"""

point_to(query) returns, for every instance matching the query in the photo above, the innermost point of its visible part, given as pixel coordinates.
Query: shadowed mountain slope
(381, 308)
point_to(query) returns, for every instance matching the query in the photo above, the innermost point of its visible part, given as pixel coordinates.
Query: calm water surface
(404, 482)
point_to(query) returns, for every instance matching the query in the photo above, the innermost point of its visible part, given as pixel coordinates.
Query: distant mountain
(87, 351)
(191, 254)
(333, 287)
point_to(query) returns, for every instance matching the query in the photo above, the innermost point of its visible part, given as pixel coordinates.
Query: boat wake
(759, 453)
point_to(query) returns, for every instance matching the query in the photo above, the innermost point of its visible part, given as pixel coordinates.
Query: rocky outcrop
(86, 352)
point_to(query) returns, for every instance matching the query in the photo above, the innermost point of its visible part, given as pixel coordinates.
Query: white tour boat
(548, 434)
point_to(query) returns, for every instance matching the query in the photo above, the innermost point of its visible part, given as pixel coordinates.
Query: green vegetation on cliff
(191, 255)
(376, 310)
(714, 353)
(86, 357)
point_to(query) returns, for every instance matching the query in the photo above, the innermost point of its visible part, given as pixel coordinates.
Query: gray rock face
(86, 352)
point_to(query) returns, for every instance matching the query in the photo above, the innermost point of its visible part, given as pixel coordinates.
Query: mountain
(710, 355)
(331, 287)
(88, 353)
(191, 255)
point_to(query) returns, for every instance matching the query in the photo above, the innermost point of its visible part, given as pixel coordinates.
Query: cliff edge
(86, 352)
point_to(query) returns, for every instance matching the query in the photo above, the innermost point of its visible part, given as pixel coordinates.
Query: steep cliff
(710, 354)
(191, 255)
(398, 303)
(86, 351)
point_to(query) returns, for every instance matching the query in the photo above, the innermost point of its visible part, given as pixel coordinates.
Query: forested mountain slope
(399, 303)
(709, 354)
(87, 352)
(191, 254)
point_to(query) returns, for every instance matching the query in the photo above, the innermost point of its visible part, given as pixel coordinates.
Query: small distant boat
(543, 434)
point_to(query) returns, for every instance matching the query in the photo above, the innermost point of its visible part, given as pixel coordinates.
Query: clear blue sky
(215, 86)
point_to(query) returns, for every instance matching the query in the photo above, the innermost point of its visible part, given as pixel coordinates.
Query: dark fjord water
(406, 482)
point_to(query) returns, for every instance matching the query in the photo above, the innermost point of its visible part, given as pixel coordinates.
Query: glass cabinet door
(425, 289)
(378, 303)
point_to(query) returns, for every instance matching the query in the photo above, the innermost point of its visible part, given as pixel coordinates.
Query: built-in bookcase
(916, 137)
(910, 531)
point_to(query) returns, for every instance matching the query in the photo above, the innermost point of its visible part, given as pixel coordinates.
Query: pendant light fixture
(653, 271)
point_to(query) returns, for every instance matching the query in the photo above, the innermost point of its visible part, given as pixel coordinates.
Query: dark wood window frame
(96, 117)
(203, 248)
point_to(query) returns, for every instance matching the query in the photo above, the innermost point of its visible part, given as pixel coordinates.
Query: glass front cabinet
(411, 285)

"""

Short problem: Reproduce the complete set of lines precisely as supplied.

The completed task:
point_to(query) returns, for every instance matching the query in the photo above, the innermost point of its visible part, given as pixel coordinates.
Query: shadowed mountain slope
(381, 308)
point_to(query) returns, for every instance matching the query in the photo above, the innermost point of its visible part, given as pixel coordinates.
Query: calm water surface
(404, 482)
point_to(query) returns, for every instance matching the query in the photo above, the innermost point of its visible part, given as pixel coordinates.
Query: distant mountain
(87, 351)
(191, 254)
(333, 287)
point_to(query) returns, for every instance matching the query in the photo above, the innermost point of its visible part, given as pixel coordinates.
Query: boat wake
(759, 453)
point_to(query) returns, for every instance matching the query in the photo above, the innermost point of its visible part, given as pixel coordinates.
Query: rocky outcrop
(86, 352)
point_to(query) returns, for every instance matching the query in the photo above, the innermost point of its visible part, given as pixel coordinates.
Query: white tour boat
(548, 434)
point_to(query) returns, for every instance matching the query in the photo above, the innermost point of its visible part, given as pixel coordinates.
Query: green vegetation on cliff
(191, 255)
(376, 310)
(714, 353)
(86, 357)
point_to(query) returns, for every instance matching the query in the photo above, the innermost point of its visible part, given as pixel coordinates.
Query: gray rock face
(86, 352)
point_to(query) returns, for every instance matching the query in the photo above, the innermost point of its visible part, given as pixel coordinates.
Query: mountain
(710, 355)
(331, 287)
(88, 353)
(191, 255)
point_to(query) returns, for every instance matching the query in the photo above, the innermost point of its visible part, given as pixel coordinates.
Query: cliff edge
(86, 352)
point_to(query) returns, for every instance matching the query in the photo above, the innermost point of its visible part, given as pixel coordinates.
Query: steep cliff
(710, 354)
(191, 255)
(398, 303)
(86, 351)
point_to(query) returns, for every instance matching the query in the photo above, the innermost point of its visible part, given as pixel coordinates.
Query: forested mountain slope
(399, 303)
(709, 354)
(87, 352)
(191, 254)
point_to(query) returns, for every instance matching the query in the photo above, the innermost point of its visible part, given as pixel coordinates.
Query: small distant boat
(543, 434)
point_to(query) returns, for every instance matching the query in the photo above, the innermost point of its visible part, given as pixel coordinates.
Query: clear blue sky
(215, 86)
point_to(query) returns, for every instance matching the query in the photo above, the innermost point of its visible part, given as pixel coordinates.
Query: dark fjord water
(406, 482)
point_to(query) returns, for every instance matching the query in the photo above, the innermost point of its visible part, given as pixel coordinates.
Query: glass cabinet door
(425, 289)
(378, 303)
point_to(query) returns, for every instance matching the query in the photo above, the innermost point of its visible part, given as pixel coordinates.
Query: built-in bookcase
(916, 137)
(910, 531)
point_to(query) returns, for every instance matching the query in the photo above, the innermost point of its visible part, given as pixel coordinates.
Query: pendant light fixture
(653, 271)
point_to(query) returns, for every instance matching the query in the photo above, the innermost point of its visible part, given as pixel coordinates.
Query: dark wood window frame
(96, 117)
(203, 248)
point_to(query) returns, for every instance matching the query in the photo above, the innermost point of its visible part, given as pixel coordinates.
Query: glass front cabinet
(411, 285)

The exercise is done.